→ EXERCISE DIRECTIONS
Of the lines below, report only those that contain "coordinates".

Data entries:
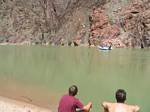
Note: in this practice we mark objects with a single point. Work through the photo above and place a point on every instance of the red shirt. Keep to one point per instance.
(69, 104)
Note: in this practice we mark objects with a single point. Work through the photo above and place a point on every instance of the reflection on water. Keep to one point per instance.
(41, 75)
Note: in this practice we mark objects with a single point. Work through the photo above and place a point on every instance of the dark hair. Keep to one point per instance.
(120, 95)
(73, 90)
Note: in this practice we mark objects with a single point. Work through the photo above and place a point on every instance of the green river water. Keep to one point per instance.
(41, 75)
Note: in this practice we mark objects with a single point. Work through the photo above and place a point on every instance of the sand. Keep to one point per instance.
(10, 105)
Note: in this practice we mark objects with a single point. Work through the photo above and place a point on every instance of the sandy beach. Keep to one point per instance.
(10, 105)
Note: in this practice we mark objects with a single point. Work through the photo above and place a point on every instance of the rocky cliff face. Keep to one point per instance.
(122, 23)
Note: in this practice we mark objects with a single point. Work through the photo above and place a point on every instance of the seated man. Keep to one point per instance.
(120, 106)
(69, 103)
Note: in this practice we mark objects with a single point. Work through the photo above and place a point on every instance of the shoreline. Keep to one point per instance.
(11, 105)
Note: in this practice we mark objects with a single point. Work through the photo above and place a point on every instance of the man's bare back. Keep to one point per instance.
(119, 107)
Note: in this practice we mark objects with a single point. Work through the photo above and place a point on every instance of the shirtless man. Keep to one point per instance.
(69, 103)
(120, 106)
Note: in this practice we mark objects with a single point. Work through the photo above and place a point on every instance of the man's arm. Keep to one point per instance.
(87, 107)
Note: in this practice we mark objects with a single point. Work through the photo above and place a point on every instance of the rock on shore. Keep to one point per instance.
(9, 105)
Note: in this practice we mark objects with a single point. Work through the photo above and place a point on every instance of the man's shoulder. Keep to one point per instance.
(107, 104)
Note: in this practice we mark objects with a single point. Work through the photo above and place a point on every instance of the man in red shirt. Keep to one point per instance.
(69, 103)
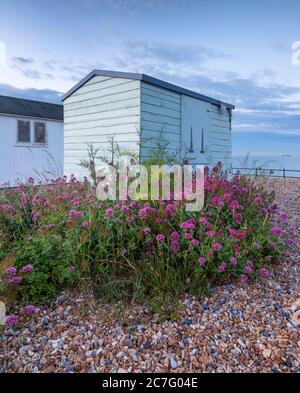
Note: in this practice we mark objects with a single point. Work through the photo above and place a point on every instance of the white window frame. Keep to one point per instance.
(32, 143)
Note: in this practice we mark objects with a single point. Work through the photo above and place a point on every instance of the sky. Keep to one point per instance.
(243, 52)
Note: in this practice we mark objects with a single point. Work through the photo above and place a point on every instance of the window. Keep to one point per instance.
(39, 132)
(23, 131)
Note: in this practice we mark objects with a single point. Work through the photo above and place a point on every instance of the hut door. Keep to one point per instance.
(195, 130)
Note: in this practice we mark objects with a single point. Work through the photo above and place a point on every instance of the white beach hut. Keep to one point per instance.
(31, 140)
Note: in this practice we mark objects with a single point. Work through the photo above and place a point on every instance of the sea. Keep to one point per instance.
(269, 165)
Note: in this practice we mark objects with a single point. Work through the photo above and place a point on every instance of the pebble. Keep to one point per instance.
(238, 328)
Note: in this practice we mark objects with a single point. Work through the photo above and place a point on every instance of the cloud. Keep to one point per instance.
(22, 60)
(45, 95)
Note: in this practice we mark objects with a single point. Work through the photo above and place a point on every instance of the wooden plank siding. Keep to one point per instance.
(136, 112)
(160, 113)
(220, 137)
(103, 107)
(19, 161)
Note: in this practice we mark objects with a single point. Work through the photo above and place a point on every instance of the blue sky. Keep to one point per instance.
(238, 51)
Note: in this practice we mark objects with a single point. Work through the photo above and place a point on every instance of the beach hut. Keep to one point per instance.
(31, 140)
(138, 111)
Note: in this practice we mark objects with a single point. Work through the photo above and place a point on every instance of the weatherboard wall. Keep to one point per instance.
(136, 114)
(102, 108)
(20, 161)
(160, 120)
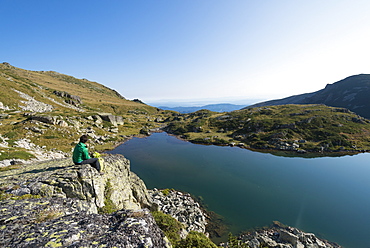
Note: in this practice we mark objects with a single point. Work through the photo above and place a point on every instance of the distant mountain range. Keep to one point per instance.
(352, 93)
(222, 107)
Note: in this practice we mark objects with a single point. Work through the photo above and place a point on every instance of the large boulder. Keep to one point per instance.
(118, 185)
(60, 222)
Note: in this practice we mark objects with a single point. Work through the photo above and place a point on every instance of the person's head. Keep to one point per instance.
(84, 138)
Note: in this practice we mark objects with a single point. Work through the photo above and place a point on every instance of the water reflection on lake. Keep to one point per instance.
(328, 196)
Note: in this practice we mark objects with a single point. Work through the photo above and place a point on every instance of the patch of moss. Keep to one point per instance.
(169, 225)
(109, 206)
(195, 240)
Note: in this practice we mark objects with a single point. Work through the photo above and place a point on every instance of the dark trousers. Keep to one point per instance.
(94, 162)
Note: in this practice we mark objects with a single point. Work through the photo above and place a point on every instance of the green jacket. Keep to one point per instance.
(80, 153)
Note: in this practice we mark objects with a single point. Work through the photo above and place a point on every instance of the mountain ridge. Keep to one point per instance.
(351, 92)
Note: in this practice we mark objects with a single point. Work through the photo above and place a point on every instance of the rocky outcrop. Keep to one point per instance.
(63, 179)
(33, 105)
(182, 207)
(60, 222)
(281, 236)
(70, 99)
(113, 119)
(67, 214)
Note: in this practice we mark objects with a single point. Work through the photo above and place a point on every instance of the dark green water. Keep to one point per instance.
(328, 196)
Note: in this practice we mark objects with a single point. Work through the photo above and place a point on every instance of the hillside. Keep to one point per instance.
(42, 114)
(300, 128)
(351, 93)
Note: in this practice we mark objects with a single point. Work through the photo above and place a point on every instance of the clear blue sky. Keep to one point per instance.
(191, 49)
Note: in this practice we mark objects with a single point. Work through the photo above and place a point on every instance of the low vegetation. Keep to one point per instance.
(172, 229)
(299, 128)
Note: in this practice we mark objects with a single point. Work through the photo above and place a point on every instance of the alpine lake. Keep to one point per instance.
(327, 196)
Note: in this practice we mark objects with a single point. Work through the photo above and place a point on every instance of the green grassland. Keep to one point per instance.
(299, 128)
(95, 98)
(313, 128)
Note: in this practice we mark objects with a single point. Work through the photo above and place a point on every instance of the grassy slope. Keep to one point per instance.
(268, 127)
(95, 97)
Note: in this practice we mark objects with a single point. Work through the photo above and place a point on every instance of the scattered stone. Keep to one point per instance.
(182, 207)
(33, 105)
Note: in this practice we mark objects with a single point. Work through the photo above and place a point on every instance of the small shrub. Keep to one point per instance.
(48, 214)
(233, 242)
(166, 191)
(195, 240)
(169, 225)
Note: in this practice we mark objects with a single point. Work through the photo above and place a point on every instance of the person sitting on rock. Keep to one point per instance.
(81, 154)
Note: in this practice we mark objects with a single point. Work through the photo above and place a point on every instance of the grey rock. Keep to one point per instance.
(53, 222)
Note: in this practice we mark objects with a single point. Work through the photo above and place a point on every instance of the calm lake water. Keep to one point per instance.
(328, 196)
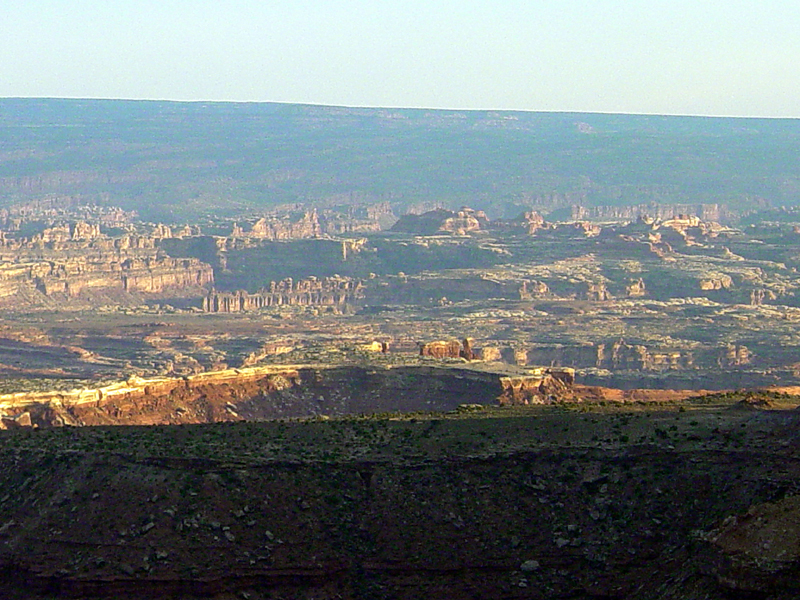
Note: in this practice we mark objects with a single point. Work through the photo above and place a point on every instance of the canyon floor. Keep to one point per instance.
(691, 499)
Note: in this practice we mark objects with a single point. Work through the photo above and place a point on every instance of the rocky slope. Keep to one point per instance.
(544, 504)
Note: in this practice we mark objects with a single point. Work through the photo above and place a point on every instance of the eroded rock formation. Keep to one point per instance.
(327, 291)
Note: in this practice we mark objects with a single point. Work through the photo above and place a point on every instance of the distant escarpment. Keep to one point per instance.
(76, 262)
(334, 292)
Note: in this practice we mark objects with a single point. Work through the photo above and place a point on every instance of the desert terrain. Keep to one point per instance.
(303, 352)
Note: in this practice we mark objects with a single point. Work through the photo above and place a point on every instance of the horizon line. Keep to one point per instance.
(398, 107)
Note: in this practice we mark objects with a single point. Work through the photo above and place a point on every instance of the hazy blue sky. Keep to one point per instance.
(731, 57)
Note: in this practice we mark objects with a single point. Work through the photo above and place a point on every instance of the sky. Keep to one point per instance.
(698, 57)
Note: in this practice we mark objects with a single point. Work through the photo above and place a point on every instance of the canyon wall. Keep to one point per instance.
(272, 392)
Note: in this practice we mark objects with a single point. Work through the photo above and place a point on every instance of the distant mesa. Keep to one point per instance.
(440, 220)
(465, 221)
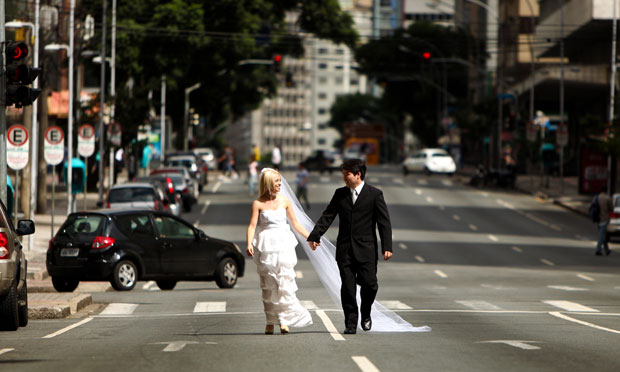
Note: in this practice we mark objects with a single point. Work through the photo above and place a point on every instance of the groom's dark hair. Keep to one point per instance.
(355, 166)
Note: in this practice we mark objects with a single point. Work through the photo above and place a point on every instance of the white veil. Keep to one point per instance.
(323, 260)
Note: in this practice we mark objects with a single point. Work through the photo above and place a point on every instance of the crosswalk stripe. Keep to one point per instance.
(210, 307)
(116, 308)
(571, 306)
(395, 305)
(309, 305)
(479, 305)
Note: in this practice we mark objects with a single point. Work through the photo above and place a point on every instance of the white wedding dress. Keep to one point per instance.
(275, 257)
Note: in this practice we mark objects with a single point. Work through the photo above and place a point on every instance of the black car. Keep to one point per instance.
(124, 246)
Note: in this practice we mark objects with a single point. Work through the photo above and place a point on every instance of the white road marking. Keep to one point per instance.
(210, 307)
(440, 274)
(565, 317)
(66, 329)
(479, 305)
(119, 309)
(395, 305)
(516, 343)
(330, 326)
(173, 346)
(547, 262)
(571, 306)
(364, 364)
(566, 288)
(204, 209)
(585, 277)
(309, 305)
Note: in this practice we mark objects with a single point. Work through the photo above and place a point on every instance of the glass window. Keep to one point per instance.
(171, 228)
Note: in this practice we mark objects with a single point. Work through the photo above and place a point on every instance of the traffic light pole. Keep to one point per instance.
(2, 107)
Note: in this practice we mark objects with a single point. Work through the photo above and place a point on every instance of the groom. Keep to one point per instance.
(361, 209)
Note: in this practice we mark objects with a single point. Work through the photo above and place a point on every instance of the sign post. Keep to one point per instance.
(17, 155)
(86, 147)
(54, 153)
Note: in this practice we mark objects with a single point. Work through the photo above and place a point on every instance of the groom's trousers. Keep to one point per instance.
(353, 272)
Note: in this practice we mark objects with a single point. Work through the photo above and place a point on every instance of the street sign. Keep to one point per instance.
(54, 146)
(114, 133)
(17, 147)
(86, 140)
(561, 135)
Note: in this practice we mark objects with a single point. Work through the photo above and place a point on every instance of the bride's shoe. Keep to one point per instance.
(269, 329)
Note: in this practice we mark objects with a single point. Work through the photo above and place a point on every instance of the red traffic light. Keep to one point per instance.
(16, 51)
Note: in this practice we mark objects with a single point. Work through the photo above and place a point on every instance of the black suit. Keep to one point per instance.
(356, 246)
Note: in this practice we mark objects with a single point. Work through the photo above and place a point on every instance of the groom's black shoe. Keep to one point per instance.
(366, 324)
(350, 331)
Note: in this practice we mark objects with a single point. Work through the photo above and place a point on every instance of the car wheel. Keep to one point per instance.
(125, 276)
(9, 311)
(226, 274)
(64, 284)
(166, 285)
(22, 304)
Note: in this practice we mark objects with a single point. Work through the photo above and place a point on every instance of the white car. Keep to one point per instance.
(429, 161)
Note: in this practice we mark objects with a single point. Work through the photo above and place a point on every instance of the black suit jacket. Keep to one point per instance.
(358, 223)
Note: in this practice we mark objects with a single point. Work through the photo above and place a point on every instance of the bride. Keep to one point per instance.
(273, 251)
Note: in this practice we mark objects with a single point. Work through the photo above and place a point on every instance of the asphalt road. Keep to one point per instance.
(506, 282)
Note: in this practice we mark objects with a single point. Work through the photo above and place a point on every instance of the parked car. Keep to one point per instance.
(322, 160)
(208, 156)
(137, 195)
(197, 169)
(613, 227)
(124, 247)
(429, 161)
(13, 265)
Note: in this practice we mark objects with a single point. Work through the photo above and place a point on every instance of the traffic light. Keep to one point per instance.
(19, 76)
(277, 62)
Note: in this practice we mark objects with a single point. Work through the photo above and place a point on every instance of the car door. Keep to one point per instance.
(180, 247)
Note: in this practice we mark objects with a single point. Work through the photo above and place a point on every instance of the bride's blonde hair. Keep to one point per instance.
(267, 179)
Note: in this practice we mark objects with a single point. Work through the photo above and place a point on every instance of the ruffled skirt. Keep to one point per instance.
(275, 258)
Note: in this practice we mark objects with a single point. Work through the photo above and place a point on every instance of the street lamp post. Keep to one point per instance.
(186, 114)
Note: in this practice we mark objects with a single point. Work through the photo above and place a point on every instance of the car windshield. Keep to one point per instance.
(129, 194)
(90, 224)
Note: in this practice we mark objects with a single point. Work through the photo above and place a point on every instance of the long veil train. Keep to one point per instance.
(324, 262)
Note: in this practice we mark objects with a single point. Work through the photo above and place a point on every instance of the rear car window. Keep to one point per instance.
(131, 194)
(135, 224)
(90, 224)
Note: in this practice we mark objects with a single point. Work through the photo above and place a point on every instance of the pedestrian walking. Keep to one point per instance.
(301, 180)
(605, 206)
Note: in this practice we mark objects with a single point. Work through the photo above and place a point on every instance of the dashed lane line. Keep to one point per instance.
(571, 306)
(566, 317)
(585, 277)
(67, 329)
(330, 326)
(204, 209)
(364, 364)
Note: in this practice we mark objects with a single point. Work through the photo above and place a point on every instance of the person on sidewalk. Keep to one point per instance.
(605, 206)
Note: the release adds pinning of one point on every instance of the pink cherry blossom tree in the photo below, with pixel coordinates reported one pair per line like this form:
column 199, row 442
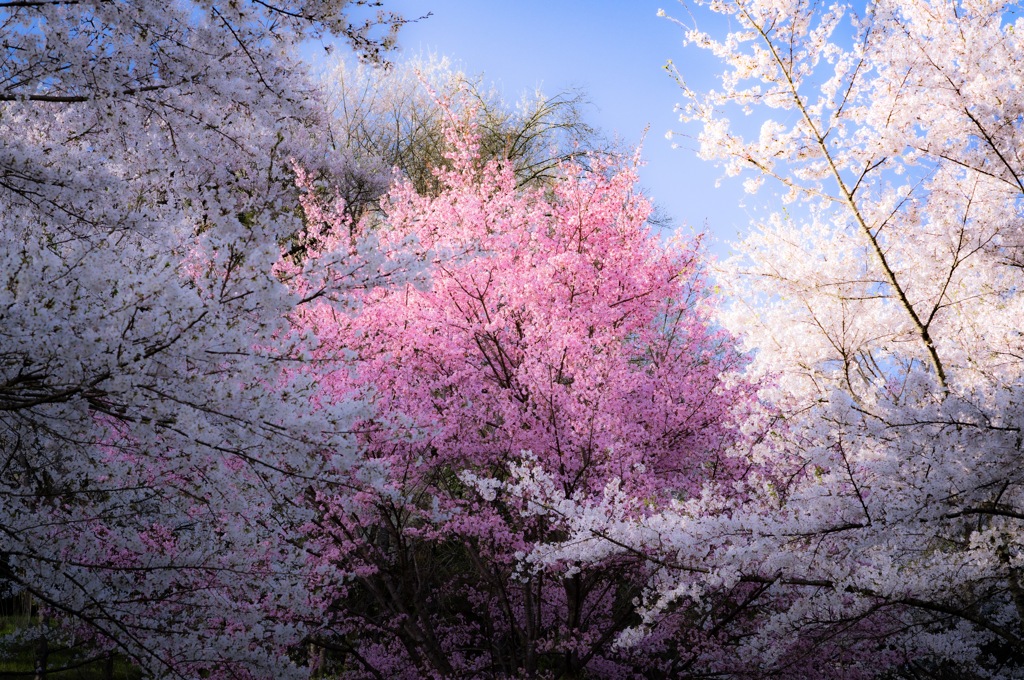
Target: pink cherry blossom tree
column 883, row 309
column 556, row 333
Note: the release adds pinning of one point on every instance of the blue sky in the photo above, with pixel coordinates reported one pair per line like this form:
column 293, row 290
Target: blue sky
column 614, row 50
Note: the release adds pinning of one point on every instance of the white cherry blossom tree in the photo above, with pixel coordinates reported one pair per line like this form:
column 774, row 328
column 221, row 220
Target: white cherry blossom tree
column 883, row 308
column 155, row 445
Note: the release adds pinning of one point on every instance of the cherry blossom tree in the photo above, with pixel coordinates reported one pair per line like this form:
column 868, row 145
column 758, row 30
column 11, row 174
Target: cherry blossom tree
column 557, row 334
column 390, row 118
column 883, row 309
column 155, row 452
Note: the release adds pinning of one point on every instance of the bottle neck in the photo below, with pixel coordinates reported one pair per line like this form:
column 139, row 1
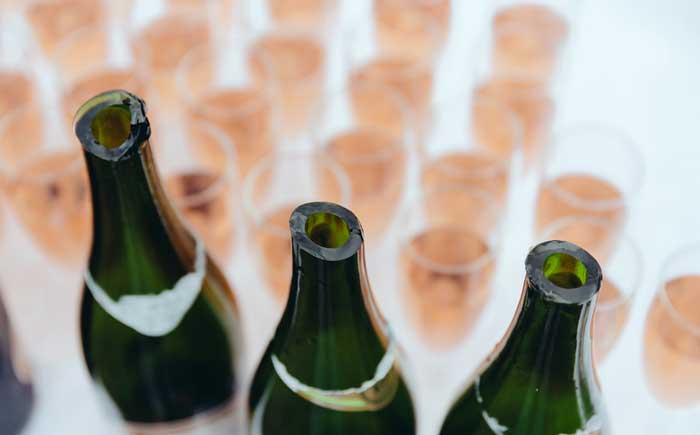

→ THE ANSWER
Note: the release adds pinning of one point on every instance of the pink cherry blossom tree in the photo below, with pixel coordinates reported one pair per line like this form:
Note: the release adds pinning of one point on every instance of the blue sky in the photo above, with pixel coordinates reported one pair per line like this form:
Note: the release adds pinning of one point on every instance of the white cherry blossom tree in the photo above, with pixel coordinates reported one pair per line like this form:
Note: the release adds pinning of one point on every instance of the cherry blossom tree in the photo above, with pixel coordinates reported one pair per line like this form:
Note: the release adds pinning of one point on every instance of the bottle neck in the photo below, with pixel coordinates reported one pair per line like this form:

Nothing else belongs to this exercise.